Work to be completed -> Output nothing but the lines from the line with "painted facade, each" through the end of the listing below, both ends included.

━━━━━ Recorded information ━━━━━

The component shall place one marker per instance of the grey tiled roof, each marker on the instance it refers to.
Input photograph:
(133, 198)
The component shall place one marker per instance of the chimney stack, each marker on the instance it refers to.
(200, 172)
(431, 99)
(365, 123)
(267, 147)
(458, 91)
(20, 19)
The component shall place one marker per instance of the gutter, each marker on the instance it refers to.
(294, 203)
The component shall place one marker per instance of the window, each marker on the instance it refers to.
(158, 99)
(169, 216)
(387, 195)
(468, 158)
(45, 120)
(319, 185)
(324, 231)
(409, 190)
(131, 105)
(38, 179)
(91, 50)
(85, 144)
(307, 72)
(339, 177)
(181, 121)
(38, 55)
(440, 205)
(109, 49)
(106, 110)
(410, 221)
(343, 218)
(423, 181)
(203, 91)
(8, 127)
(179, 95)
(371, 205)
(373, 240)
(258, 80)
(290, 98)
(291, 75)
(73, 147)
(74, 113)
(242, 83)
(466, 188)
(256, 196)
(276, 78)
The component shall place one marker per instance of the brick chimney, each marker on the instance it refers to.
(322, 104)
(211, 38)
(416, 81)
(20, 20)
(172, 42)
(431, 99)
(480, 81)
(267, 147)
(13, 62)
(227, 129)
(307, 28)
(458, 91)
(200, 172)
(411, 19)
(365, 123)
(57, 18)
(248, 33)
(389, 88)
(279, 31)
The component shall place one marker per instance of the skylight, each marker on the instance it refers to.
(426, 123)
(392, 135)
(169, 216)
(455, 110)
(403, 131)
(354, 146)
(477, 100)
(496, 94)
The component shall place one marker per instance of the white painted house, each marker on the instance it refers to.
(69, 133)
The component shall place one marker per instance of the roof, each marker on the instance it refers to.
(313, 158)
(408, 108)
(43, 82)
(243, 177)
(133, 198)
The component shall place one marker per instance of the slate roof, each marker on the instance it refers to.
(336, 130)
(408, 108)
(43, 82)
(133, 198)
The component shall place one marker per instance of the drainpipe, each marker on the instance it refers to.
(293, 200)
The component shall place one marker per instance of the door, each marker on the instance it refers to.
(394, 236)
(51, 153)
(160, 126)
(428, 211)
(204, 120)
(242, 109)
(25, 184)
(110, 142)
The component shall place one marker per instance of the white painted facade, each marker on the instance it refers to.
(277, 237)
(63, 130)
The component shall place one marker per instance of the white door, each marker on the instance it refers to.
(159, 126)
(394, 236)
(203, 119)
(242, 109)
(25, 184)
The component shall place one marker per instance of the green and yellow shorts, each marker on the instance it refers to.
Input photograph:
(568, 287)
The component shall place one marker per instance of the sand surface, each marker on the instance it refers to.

━━━━━

Your response ->
The component shall place one marker per instance of the white painted facade, each marker on the instance it refers to.
(277, 237)
(63, 130)
The component shall place one marker per instance of the white door, each marker on the instance it refers to.
(159, 126)
(394, 236)
(203, 119)
(242, 109)
(25, 184)
The component shall place one marker per instance of the green and yellow shorts, each marker on the instance it refers to.
Input photograph:
(568, 287)
The component shall place one marker per instance of the sand surface, each marker on the instance it refers to.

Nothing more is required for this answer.